> **Rows**:
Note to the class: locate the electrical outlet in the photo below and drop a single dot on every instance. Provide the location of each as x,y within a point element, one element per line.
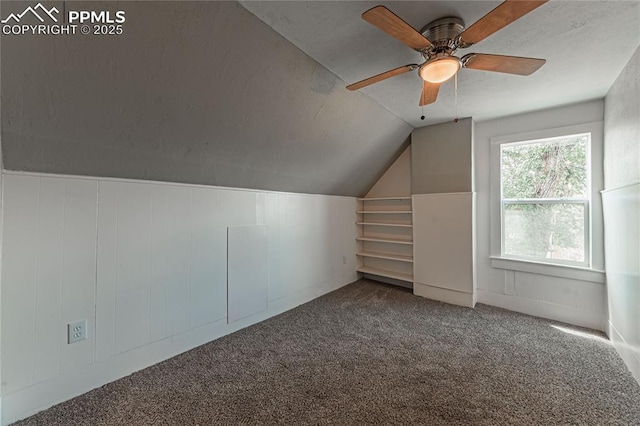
<point>76,331</point>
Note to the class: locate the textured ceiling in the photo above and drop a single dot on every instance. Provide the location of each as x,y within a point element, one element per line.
<point>586,45</point>
<point>177,98</point>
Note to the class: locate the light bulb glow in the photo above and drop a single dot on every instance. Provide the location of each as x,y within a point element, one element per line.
<point>439,70</point>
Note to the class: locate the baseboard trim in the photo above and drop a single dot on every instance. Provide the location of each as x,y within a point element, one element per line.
<point>629,354</point>
<point>537,308</point>
<point>453,297</point>
<point>26,402</point>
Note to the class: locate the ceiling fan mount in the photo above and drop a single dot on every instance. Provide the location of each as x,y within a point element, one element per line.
<point>440,39</point>
<point>443,34</point>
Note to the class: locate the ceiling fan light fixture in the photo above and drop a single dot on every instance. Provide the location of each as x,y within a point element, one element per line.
<point>439,69</point>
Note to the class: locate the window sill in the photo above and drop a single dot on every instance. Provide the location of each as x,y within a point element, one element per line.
<point>562,271</point>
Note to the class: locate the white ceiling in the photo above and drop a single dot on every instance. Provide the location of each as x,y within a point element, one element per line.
<point>586,45</point>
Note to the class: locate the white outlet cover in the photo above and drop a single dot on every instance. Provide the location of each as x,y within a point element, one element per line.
<point>76,331</point>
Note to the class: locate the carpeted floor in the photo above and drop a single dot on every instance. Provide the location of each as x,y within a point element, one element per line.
<point>370,353</point>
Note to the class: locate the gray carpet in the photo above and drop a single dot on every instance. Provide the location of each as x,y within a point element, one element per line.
<point>370,353</point>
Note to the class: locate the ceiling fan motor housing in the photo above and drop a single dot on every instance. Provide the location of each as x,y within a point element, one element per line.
<point>442,33</point>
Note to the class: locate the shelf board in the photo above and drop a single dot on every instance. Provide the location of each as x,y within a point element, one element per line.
<point>384,273</point>
<point>384,240</point>
<point>384,199</point>
<point>385,211</point>
<point>399,225</point>
<point>387,256</point>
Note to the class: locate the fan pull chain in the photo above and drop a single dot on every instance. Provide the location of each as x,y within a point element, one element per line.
<point>455,82</point>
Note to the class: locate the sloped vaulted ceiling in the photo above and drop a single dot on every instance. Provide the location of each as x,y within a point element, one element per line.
<point>194,92</point>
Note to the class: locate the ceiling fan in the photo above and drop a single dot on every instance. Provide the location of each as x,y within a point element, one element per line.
<point>440,39</point>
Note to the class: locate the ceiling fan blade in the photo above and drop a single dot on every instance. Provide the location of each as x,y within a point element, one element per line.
<point>382,76</point>
<point>498,18</point>
<point>393,25</point>
<point>429,93</point>
<point>500,63</point>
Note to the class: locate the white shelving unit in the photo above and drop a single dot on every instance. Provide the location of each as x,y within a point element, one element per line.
<point>385,237</point>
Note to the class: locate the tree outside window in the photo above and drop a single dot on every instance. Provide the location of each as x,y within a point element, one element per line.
<point>545,187</point>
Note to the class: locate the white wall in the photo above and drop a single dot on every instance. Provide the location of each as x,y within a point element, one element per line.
<point>396,181</point>
<point>622,212</point>
<point>146,264</point>
<point>574,298</point>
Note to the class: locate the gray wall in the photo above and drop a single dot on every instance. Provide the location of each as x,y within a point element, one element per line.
<point>621,200</point>
<point>194,92</point>
<point>441,158</point>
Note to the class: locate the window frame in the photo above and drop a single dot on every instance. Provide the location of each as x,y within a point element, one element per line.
<point>595,244</point>
<point>584,201</point>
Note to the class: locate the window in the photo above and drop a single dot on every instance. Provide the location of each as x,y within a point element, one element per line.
<point>545,191</point>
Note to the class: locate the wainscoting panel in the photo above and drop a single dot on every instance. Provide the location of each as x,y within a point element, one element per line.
<point>145,263</point>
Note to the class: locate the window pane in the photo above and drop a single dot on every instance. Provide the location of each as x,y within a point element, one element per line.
<point>548,169</point>
<point>545,231</point>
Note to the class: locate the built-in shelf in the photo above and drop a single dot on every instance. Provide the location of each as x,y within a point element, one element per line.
<point>384,199</point>
<point>386,253</point>
<point>398,225</point>
<point>385,273</point>
<point>384,211</point>
<point>384,240</point>
<point>388,256</point>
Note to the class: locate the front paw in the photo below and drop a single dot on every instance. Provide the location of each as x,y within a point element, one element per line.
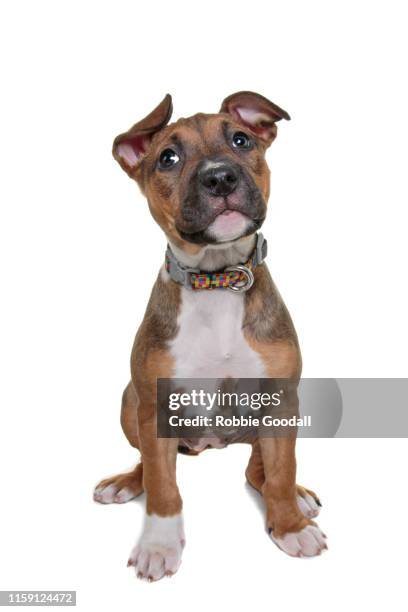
<point>308,542</point>
<point>158,552</point>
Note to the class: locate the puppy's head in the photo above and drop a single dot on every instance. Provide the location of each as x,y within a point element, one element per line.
<point>205,177</point>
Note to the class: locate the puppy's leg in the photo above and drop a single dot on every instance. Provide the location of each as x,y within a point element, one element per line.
<point>294,533</point>
<point>158,552</point>
<point>123,487</point>
<point>308,502</point>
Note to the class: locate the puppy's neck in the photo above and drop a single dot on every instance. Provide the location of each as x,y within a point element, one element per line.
<point>217,256</point>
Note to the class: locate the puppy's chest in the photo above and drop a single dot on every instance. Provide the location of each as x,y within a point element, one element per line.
<point>210,342</point>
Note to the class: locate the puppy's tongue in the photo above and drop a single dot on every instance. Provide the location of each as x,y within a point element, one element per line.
<point>228,225</point>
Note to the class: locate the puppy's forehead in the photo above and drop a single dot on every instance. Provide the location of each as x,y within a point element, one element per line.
<point>200,130</point>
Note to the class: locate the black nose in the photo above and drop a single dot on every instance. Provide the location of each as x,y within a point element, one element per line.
<point>220,180</point>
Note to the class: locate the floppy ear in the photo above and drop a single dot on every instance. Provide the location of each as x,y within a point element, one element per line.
<point>129,147</point>
<point>255,112</point>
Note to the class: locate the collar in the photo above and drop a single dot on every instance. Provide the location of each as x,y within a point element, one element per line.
<point>237,278</point>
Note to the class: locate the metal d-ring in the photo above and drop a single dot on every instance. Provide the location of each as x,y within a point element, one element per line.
<point>249,277</point>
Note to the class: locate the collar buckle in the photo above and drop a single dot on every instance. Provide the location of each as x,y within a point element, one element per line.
<point>241,284</point>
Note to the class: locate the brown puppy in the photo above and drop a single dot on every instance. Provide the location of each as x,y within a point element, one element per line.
<point>207,184</point>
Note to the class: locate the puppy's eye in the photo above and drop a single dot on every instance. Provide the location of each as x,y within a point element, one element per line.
<point>241,141</point>
<point>168,158</point>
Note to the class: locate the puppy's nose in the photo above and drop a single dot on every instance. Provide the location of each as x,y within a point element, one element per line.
<point>219,181</point>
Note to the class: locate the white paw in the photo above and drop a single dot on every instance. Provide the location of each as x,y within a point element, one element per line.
<point>158,552</point>
<point>111,495</point>
<point>308,542</point>
<point>308,505</point>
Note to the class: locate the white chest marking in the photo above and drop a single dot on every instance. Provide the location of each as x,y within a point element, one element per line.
<point>210,342</point>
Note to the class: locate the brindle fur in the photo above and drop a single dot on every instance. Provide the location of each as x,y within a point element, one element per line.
<point>267,326</point>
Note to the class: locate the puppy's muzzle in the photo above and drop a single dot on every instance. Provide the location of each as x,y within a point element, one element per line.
<point>219,180</point>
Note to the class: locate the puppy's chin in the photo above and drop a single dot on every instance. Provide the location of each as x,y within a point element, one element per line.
<point>229,226</point>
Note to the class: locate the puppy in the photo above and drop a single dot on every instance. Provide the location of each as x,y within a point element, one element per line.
<point>213,312</point>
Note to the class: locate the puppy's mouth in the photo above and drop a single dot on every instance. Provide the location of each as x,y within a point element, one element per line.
<point>227,219</point>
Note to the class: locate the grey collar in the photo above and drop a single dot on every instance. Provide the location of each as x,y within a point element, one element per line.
<point>239,277</point>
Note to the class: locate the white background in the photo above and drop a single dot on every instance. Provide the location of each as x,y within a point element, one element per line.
<point>79,254</point>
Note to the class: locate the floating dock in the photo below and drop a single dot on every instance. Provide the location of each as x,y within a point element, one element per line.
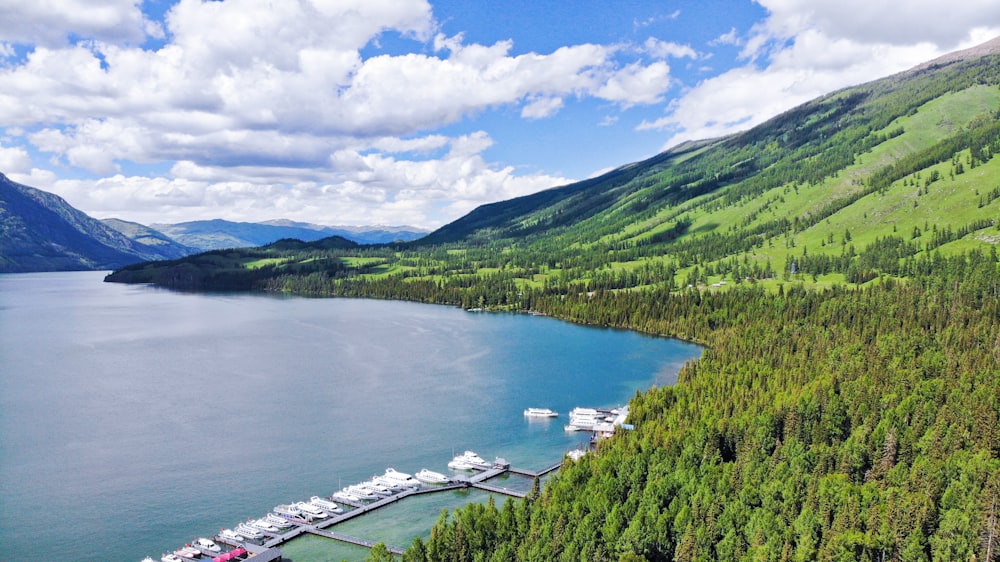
<point>320,527</point>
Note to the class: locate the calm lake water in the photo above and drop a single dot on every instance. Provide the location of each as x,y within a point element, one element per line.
<point>133,419</point>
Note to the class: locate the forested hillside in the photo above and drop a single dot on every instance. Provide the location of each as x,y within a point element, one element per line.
<point>843,424</point>
<point>839,262</point>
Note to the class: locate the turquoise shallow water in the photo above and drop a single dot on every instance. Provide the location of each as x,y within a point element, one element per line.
<point>134,419</point>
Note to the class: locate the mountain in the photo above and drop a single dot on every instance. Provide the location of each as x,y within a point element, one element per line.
<point>147,236</point>
<point>846,188</point>
<point>840,265</point>
<point>40,231</point>
<point>832,148</point>
<point>221,234</point>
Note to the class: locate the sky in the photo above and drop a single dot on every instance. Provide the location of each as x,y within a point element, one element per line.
<point>412,112</point>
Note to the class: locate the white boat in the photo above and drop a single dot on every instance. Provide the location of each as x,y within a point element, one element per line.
<point>264,525</point>
<point>393,476</point>
<point>459,463</point>
<point>188,552</point>
<point>431,477</point>
<point>345,494</point>
<point>380,489</point>
<point>311,510</point>
<point>248,531</point>
<point>277,521</point>
<point>540,413</point>
<point>287,510</point>
<point>468,461</point>
<point>361,492</point>
<point>325,504</point>
<point>230,535</point>
<point>207,544</point>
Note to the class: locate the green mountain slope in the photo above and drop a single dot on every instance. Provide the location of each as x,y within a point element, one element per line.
<point>840,264</point>
<point>220,234</point>
<point>39,231</point>
<point>843,189</point>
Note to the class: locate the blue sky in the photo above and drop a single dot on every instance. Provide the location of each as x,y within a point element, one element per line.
<point>363,112</point>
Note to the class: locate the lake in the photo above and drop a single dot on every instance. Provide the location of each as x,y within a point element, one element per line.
<point>134,419</point>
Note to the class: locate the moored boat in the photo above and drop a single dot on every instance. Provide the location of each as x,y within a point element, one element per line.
<point>277,520</point>
<point>188,552</point>
<point>346,495</point>
<point>248,531</point>
<point>264,525</point>
<point>311,510</point>
<point>325,504</point>
<point>361,492</point>
<point>540,413</point>
<point>230,535</point>
<point>397,478</point>
<point>207,544</point>
<point>287,510</point>
<point>431,477</point>
<point>469,460</point>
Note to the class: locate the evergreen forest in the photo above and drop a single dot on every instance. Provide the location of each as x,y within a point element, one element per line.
<point>839,263</point>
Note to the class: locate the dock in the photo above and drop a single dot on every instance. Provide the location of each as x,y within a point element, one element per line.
<point>321,527</point>
<point>353,540</point>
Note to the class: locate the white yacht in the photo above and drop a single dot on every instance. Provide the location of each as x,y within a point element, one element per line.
<point>249,531</point>
<point>325,504</point>
<point>188,552</point>
<point>346,494</point>
<point>380,489</point>
<point>264,525</point>
<point>277,520</point>
<point>361,492</point>
<point>431,477</point>
<point>393,476</point>
<point>540,413</point>
<point>459,463</point>
<point>468,461</point>
<point>230,535</point>
<point>288,510</point>
<point>207,544</point>
<point>311,510</point>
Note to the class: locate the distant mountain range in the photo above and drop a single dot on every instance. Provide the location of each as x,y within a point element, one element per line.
<point>40,231</point>
<point>219,234</point>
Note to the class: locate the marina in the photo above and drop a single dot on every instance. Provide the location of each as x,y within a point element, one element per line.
<point>264,535</point>
<point>160,354</point>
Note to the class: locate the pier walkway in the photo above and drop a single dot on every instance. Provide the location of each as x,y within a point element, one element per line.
<point>353,540</point>
<point>320,527</point>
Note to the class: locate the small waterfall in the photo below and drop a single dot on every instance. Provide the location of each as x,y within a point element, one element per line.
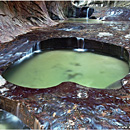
<point>17,109</point>
<point>80,45</point>
<point>87,17</point>
<point>37,47</point>
<point>122,52</point>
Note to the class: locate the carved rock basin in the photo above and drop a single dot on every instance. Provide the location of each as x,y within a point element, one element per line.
<point>69,59</point>
<point>70,105</point>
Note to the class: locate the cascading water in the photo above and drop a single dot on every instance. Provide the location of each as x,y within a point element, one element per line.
<point>87,16</point>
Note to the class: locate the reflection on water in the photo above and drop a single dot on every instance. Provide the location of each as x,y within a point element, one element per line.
<point>51,68</point>
<point>9,121</point>
<point>83,20</point>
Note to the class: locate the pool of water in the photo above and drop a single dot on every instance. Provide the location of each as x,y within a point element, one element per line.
<point>50,68</point>
<point>9,121</point>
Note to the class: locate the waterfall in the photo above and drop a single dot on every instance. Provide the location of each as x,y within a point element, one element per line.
<point>87,17</point>
<point>37,48</point>
<point>17,109</point>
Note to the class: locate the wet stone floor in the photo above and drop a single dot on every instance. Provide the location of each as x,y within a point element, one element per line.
<point>68,105</point>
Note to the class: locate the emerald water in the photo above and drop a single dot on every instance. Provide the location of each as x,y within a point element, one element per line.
<point>48,69</point>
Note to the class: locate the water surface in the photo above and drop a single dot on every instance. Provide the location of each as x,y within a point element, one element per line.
<point>50,68</point>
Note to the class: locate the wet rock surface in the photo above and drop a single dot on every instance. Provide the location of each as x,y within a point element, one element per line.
<point>68,105</point>
<point>117,14</point>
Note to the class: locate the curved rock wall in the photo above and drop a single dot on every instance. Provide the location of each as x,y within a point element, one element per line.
<point>19,17</point>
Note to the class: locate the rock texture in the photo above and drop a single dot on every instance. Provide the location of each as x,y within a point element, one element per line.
<point>67,105</point>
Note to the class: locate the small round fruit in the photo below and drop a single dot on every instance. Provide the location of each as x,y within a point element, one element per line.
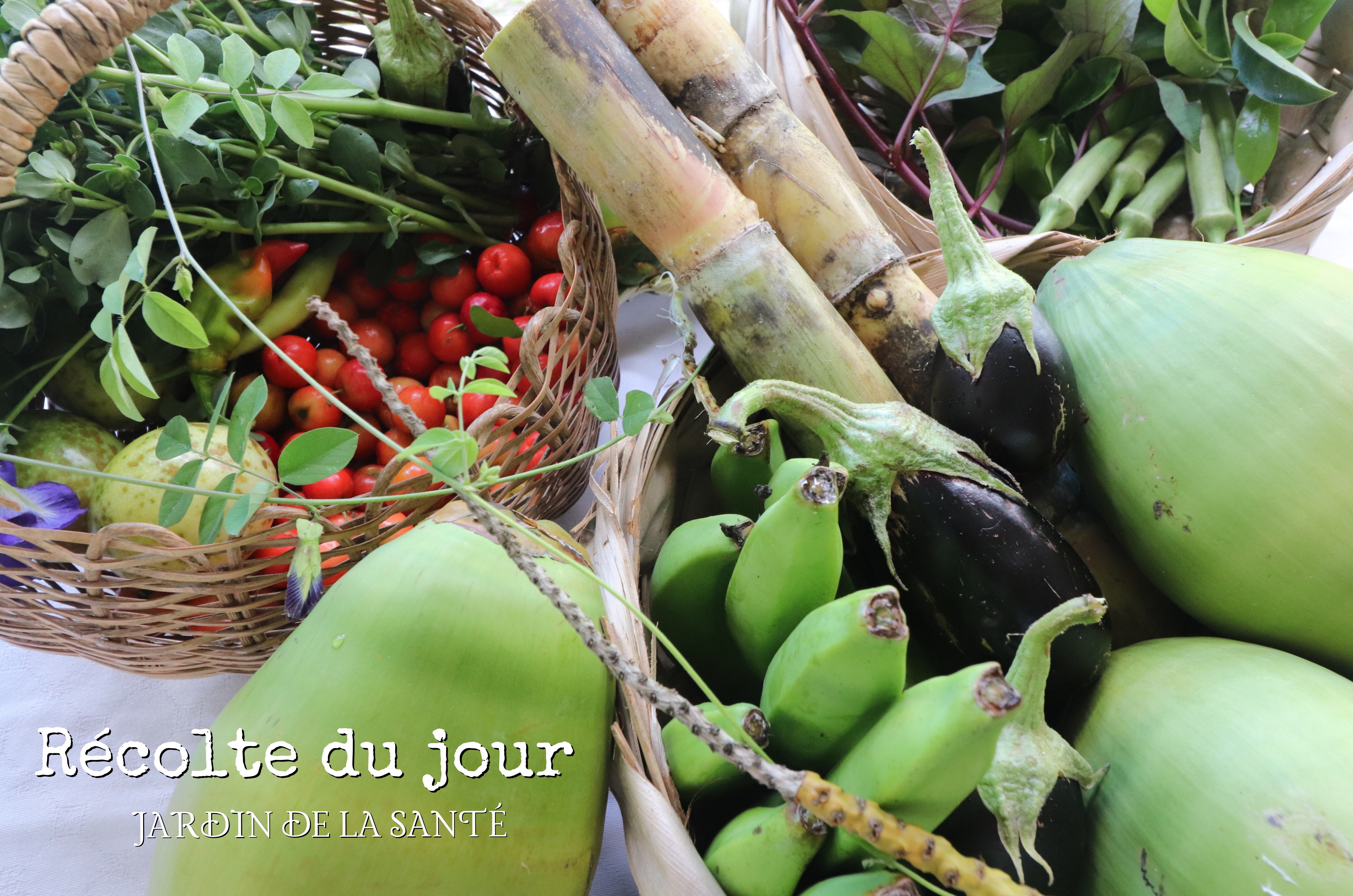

> **The problem**: Render the lines of the listing above, from the line containing "Note to the class: locate the baseboard" through the line containing "<point>442,33</point>", as a numbered list, omitting any blank lines.

> **Complete answer**:
1. Note to the class: locate the baseboard trim in the photo above and drop a single dot on every instance. Provide the location of each as x,y within a point element, one element per line.
2. <point>629,354</point>
3. <point>537,308</point>
4. <point>453,297</point>
5. <point>26,402</point>
6. Note to the class: locate the ceiling fan mount in the photo above and drop a single dot on every instance. Provide the location of each as x,y within a point element, one element per line.
7. <point>440,39</point>
8. <point>443,34</point>
9. Note to the class: locate the ceiling fan light fixture in the photo above and drop a single dot on every instance. Provide the location of each as x,y within a point element, one element per line.
10. <point>439,69</point>
11. Note to the class: locate the window sill in the photo above and drop a single dot on every instance. Provide the location of each as x,y within a point element, one element per line.
12. <point>562,271</point>
13. Note to the class: locate the white ceiling in the photo above and drop a single dot on every instance. Provide the location of each as x,y within a point element, one element per line.
14. <point>586,45</point>
15. Note to the class: locate the white outlet cover in the photo above and drop a single dot on every instance. Provide the location of each as x,y within a point element, one element per line.
16. <point>76,331</point>
17. Note to the class: locate the carpeted floor in the photo above and drop a single dot on every instance. Provide the location of each as x,y within a point element, one element per line.
18. <point>370,353</point>
19. Note to the class: locate the gray carpet in the photo above and drop a single dot on every instance. Provide the location of each as x,y within a point element, one element per line.
20. <point>370,353</point>
21. Note to the class: locate the ceiling fan motor housing in the photo above and drop a single dot on every instance. Provide the location of each as x,y within a point element, one element per line.
22. <point>442,33</point>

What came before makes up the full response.